Given exercise => Arrange everything from the line containing "Wanted → woman's open hand" down to the line containing "[739,289,1050,656]", both lines included, as a numbered list, omitting any blank lines.

Stored records =>
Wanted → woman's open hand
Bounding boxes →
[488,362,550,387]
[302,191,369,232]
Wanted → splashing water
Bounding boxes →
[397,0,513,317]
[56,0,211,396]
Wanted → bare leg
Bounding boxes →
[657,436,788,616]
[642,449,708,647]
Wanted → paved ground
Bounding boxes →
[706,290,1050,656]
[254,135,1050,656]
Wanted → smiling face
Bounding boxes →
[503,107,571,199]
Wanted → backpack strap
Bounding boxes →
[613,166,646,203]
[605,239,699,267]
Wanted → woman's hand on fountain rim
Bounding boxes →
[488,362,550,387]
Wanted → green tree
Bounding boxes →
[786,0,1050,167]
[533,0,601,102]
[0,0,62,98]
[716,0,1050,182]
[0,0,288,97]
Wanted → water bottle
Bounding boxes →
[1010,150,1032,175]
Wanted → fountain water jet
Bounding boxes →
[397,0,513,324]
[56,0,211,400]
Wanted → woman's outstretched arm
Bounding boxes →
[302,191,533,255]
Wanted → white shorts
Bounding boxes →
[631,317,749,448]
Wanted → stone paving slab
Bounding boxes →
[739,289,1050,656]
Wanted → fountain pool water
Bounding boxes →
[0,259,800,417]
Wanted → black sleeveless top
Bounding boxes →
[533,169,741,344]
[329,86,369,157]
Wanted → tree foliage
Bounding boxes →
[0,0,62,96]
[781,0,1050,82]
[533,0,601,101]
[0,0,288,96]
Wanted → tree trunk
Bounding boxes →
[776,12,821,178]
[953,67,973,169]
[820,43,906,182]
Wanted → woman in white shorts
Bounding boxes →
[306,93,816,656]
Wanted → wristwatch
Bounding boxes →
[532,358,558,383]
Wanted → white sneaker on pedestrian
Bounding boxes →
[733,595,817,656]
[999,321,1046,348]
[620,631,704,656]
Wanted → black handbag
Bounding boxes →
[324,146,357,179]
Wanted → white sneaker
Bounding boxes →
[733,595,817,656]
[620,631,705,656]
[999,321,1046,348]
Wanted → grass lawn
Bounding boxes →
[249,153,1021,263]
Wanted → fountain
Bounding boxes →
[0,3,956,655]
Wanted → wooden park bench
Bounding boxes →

* * *

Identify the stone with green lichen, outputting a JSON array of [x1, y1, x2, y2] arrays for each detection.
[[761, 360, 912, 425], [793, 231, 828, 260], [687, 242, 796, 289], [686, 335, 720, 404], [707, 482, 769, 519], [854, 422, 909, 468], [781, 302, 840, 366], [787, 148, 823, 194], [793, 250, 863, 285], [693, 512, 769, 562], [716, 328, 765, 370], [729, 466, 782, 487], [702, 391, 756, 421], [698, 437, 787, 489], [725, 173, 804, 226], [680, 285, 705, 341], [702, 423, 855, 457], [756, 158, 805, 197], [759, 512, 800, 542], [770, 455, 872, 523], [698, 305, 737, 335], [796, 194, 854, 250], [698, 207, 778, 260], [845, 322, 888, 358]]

...

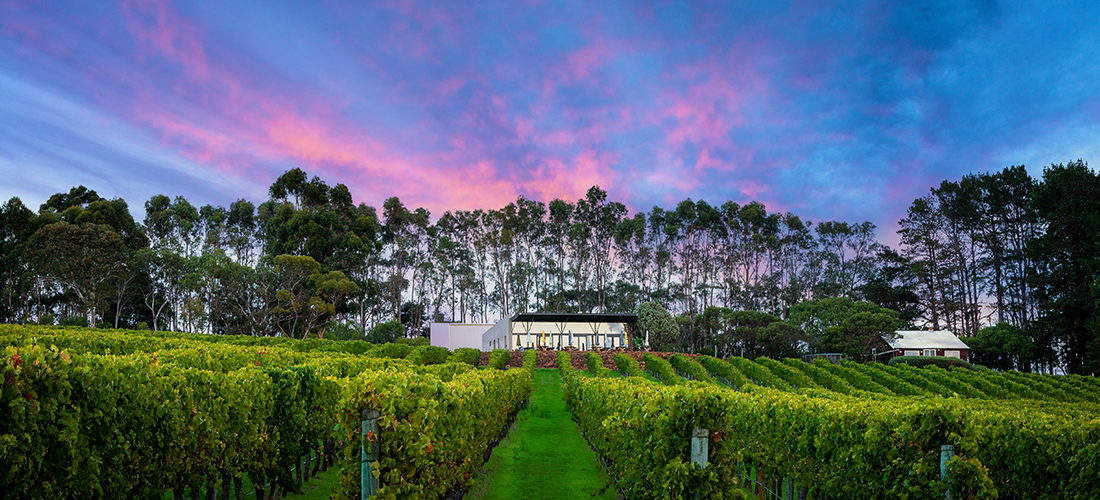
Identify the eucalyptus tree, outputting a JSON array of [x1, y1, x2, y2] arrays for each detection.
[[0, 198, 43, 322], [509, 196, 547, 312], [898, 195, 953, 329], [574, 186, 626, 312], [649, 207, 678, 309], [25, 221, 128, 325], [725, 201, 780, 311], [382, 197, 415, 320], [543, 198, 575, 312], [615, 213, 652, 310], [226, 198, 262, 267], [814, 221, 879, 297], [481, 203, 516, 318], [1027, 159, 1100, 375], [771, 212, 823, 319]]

Output below =>
1. Wanted → woman's open hand
2. Bounding boxes →
3. [488,362,550,387]
4. [302,191,369,232]
5. Wanted → splashing water
6. Bounding boxes →
7. [397,0,513,317]
8. [56,0,211,396]
9. Wanted → bare leg
10. Bounding boxes →
11. [657,436,788,616]
12. [642,449,708,647]
13. Wanted → paved ground
14. Bounding boxes →
15. [706,290,1050,656]
16. [254,135,1050,656]
17. Wanted → smiling face
18. Bounding boxes →
19. [503,107,571,199]
20. Wanted → backpack strap
21. Bounding boxes →
22. [613,166,646,203]
23. [605,239,699,267]
24. Wanted → woman's hand on fountain rim
25. Bounding boxes →
26. [488,362,550,387]
27. Wanted → green tree
28. Bounding boxes →
29. [786,0,1050,167]
30. [533,0,601,102]
31. [0,0,62,98]
32. [716,0,1050,182]
33. [0,0,288,97]
34. Wanted → water bottle
35. Bounding boxes →
36. [1010,150,1032,175]
37. Wanted → fountain water jet
38. Bounding boxes →
39. [397,0,513,324]
40. [56,0,211,400]
41. Wanted → woman's outstretched arm
42. Bounding boxes →
43. [302,191,533,255]
44. Wanted → white shorts
45. Bounding boxes →
46. [631,317,749,448]
47. Wanted → stone paving slab
48. Bounding boxes →
49. [739,289,1050,656]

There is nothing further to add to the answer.